*PROVIDED PASSAGE*
========================
2. Materials and Methods

This section provides a detailed description of the step-by-step approach of dataset preparation and the methodology used for the classification of handwritten word datasets.

2.1. Dataset

The dataset for the present research work has been prepared for 24,000 handwritten word images belonging to 24 different classes of Gurmukhi month’s names that represent the handwriting style variation among 500 distinct writers from different professions and age groups.

The various steps for dataset preparation have been shown in Figure 1.

The step-by-step approach of dataset preparation has been described by the following points:(1)In the first step, an offline handwritten Gurmukhi month’s name dataset was created on an A4 sheet of paper that contains 48 blocks of the same size for writing the handwritten words. A single writer wrote the names of the 24 classes of the Gurmukhi months two times on an A4 sheet and gave 48 handwritten words on a single piece of paper. Similarly, the dataset for handwritten words of 24 classes of Gurmukhi month’s name has been collected on 500 A4-sized sheets from 500 distinct writers, resulting in the formation of 24,000 words in the Gurmukhi month’s name dataset. This step helps in incorporating different writing styles into the dataset, which will help to prowess the proposed CNN model through learning it.(2)All 500 A4-sized sheets collected from 500 distinct writers have been digitized in the second step using an OPPO F1s smart phone camera. Each digitized image of sample sheet is of size 1024 × 786 pixels. Using this step called digitization, offline handwritten word recognition has become possible and easy.(3)In the third step of dataset preparation, colour to gray image conversion has been performed on digitized dataset using MATLAB operation “rgb2gray.” A conversion of colour to gray image has reduced the data size as well as the computation cost, which results in fast learning and recognition rate.(4)The dataset preparation in the fourth step has performed eroding on all gray scale images using “imerode” function of MATLAB software. Image eroding helps in retrieving the valuable information from digitized text data.(5)In the fifth step of dataset preparation, the dataset of eroded images has been cropped into word images and collected 48-word images from each sample erode image. This operation has been performed using “imcrop” function of MATLAB software. This operation helps in sorting the dataset classwise.(6)In the sixth step of dataset preparation, class name-wise dataset sorting has been performed on cropped images. For each class in the 24 classes of Gurmukhi month’s name, cropped images have been sorted into the class’s respective folders. This results in a collection of 1000 images for each class name in the Gurmukhi month’s name dataset. Using this operation, distinction has been incorporated among each image of the different classes of the Gurmukhi month’s name.

The results of dataset preparation are shown in Figure 2.

The customized dataset for this experiment was divided into training and testing sets in an 80 : 20 ratio. That means a total of 19,200 labeled samples from the Gurmukhi handwritten words dataset have been used as a training set and the remaining 4,800 labeled samples have been used as a testing set. The detailed description of dataset as well as the training set and testing set samples selected from each class of Gurmukhi month’s name in the present work is shown in Table 1.
========================
*LISTED RECORDS*

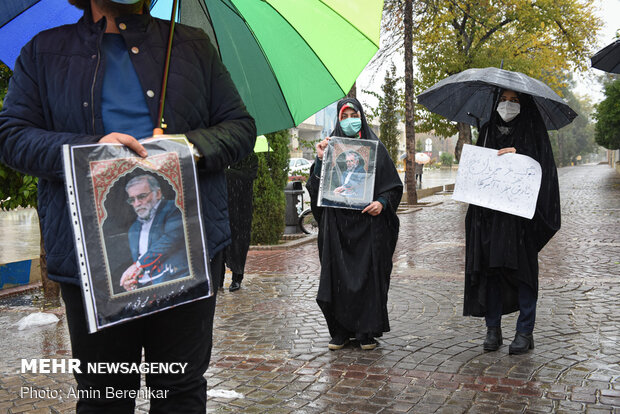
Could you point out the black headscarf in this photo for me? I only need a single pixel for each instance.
(387, 177)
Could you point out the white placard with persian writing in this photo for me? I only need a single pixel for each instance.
(507, 183)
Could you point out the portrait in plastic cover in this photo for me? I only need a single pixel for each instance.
(348, 173)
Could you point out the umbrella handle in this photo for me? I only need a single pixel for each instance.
(159, 129)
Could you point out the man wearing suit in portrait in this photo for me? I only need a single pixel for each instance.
(155, 238)
(352, 179)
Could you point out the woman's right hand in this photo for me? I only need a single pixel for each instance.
(320, 147)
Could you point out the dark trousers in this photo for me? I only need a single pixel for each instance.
(527, 306)
(181, 334)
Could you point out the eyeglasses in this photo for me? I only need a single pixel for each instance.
(139, 197)
(514, 99)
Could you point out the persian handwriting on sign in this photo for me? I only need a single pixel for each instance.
(508, 183)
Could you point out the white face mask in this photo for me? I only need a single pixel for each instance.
(508, 110)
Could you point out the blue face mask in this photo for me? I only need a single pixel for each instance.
(351, 126)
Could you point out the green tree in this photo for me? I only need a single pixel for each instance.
(388, 111)
(269, 202)
(419, 146)
(446, 159)
(16, 190)
(608, 117)
(577, 138)
(543, 39)
(19, 190)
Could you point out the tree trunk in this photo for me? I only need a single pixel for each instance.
(51, 289)
(412, 195)
(464, 138)
(353, 92)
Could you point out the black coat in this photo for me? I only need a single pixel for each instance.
(503, 245)
(54, 98)
(356, 250)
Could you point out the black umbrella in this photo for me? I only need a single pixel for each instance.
(608, 58)
(469, 96)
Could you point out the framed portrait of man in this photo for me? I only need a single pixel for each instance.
(139, 238)
(348, 173)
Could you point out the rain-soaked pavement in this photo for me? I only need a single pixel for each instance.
(271, 341)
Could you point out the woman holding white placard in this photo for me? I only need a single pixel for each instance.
(501, 263)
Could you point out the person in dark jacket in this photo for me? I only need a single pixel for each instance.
(98, 81)
(501, 262)
(240, 182)
(356, 247)
(156, 238)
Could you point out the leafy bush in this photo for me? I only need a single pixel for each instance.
(608, 117)
(269, 202)
(17, 190)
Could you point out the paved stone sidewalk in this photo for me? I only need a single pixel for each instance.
(271, 340)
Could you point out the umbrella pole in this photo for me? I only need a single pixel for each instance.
(159, 129)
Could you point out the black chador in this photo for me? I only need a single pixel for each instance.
(501, 263)
(356, 250)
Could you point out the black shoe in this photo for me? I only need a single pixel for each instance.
(522, 344)
(368, 343)
(234, 286)
(494, 338)
(338, 342)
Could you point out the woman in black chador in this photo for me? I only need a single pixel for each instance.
(356, 247)
(501, 262)
(240, 185)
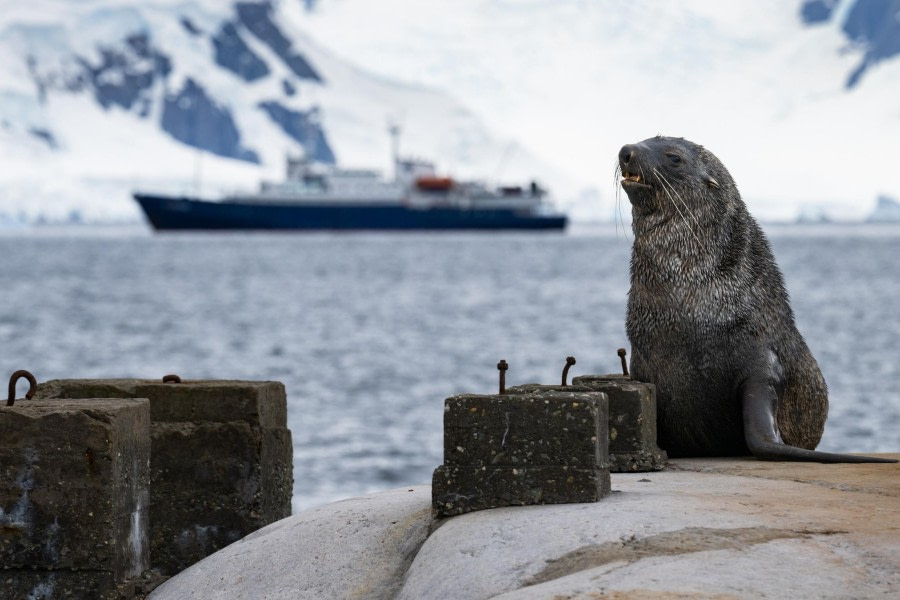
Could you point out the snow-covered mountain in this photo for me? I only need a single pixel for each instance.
(799, 98)
(98, 97)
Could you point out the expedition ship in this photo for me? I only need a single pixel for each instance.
(316, 197)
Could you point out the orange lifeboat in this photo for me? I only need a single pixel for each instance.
(434, 184)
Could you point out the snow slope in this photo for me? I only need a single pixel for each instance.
(754, 81)
(98, 98)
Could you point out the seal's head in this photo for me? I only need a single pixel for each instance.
(664, 173)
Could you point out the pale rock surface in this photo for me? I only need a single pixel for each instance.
(357, 548)
(704, 528)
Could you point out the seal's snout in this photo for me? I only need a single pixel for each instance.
(632, 173)
(626, 154)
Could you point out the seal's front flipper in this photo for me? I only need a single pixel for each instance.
(761, 430)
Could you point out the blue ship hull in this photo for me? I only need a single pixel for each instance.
(180, 213)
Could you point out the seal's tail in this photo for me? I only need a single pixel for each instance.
(761, 432)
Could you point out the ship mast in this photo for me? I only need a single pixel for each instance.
(394, 130)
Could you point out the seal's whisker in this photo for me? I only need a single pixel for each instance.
(678, 196)
(617, 180)
(675, 204)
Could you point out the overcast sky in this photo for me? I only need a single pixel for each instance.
(573, 80)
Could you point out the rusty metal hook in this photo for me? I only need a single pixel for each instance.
(622, 354)
(570, 360)
(12, 386)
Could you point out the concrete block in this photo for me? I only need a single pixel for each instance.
(632, 422)
(519, 449)
(74, 506)
(221, 460)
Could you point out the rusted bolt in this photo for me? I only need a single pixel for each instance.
(622, 354)
(502, 367)
(12, 386)
(570, 360)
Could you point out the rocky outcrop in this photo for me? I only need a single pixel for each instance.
(701, 528)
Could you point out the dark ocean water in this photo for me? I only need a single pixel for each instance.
(370, 332)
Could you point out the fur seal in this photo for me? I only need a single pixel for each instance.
(708, 315)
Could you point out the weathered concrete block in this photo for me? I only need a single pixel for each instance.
(74, 479)
(518, 449)
(632, 422)
(221, 460)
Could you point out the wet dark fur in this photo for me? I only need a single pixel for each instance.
(708, 307)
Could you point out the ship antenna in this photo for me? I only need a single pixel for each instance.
(504, 158)
(394, 130)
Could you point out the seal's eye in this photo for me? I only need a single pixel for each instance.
(674, 158)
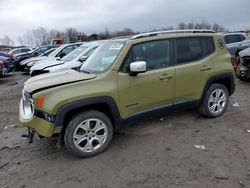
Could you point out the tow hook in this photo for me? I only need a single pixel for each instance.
(30, 135)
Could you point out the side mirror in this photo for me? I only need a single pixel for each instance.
(137, 67)
(83, 58)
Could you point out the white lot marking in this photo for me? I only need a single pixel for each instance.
(201, 147)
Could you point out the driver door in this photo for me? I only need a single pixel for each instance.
(150, 90)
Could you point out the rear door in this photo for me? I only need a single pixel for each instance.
(193, 67)
(153, 88)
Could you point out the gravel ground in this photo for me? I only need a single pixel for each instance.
(155, 153)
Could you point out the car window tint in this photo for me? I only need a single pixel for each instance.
(241, 37)
(209, 45)
(234, 38)
(188, 49)
(156, 54)
(67, 50)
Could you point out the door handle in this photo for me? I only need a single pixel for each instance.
(205, 68)
(166, 77)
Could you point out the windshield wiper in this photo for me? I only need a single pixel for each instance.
(84, 71)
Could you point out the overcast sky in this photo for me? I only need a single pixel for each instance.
(19, 16)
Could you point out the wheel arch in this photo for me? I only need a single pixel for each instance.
(105, 105)
(226, 79)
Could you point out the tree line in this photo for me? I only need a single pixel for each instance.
(40, 36)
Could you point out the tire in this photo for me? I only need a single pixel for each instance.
(82, 136)
(215, 101)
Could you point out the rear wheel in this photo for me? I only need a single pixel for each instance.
(215, 102)
(88, 134)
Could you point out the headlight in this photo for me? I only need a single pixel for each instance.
(27, 105)
(241, 60)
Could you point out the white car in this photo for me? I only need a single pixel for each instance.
(58, 53)
(72, 61)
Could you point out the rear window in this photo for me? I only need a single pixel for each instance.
(192, 49)
(234, 38)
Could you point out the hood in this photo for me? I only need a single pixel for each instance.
(64, 66)
(45, 64)
(33, 59)
(47, 81)
(245, 52)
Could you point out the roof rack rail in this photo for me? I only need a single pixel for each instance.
(122, 37)
(172, 31)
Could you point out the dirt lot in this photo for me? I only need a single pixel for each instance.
(156, 153)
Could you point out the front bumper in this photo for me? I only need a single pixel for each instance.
(41, 126)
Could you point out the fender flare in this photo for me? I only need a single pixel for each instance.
(85, 103)
(214, 78)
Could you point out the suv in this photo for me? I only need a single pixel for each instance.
(236, 41)
(129, 79)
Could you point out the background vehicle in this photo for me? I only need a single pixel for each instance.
========================
*PROBLEMS TO SOLVE*
1. Answer the following from the Gurmukhi dataset section:
(a) How many distinct writers contributed handwriting samples?
(b) Which MATLAB function was used to perform eroding on the gray scale images?
(c) How many labeled samples make up the testing set?
2. Carry on the Gurmukhi dataset section from its final sentence.

*EXERCISE RESULTS*
1.
(a) 500
(b) "imerode"
(c) 4,800

2.
2.2. Proposed CNN Model

This section will illustrate the design and development of a proposed CNN model that is built on alternating convolution layers, normalization layers, max-pooling layers, and dropouts, followed by some fully connected layers. In general, the CNN is a multilayer neural network that stores numerous trainable weights and biases, while training using forward and backpropagation algorithms. A CNN model is constructed through automatic feature extractors and trained classifiers, which help in efficiently learning complex or high-dimensional data to solve image classification problems. For the present research work, the proposed sequential CNN model has been composed of 5 convolutional layers, 3 max-pooling layers, and 1 fully connected layer. The architectural diagram of the proposed CNN model is shown in Figure 3.

2.3. Proposed CNN’s Layer Description

The proposed CNN model’s layers have been classified into two types, namely, primary layers and secondary layers. The primary layers of the proposed CNN model include convolution layers, activation layers, pooling layers, flattening layers, and dense layers, which are the main layers used in the CNN. On the other hand, the secondary layers of the proposed CNN model are the optional layers that have been added to improve resistance to over-fitting of CNN networks, which is named as dropout layers and batch normalization layers. The details descriptions of CNN model’s layers and learning parameters are presented in Table 2.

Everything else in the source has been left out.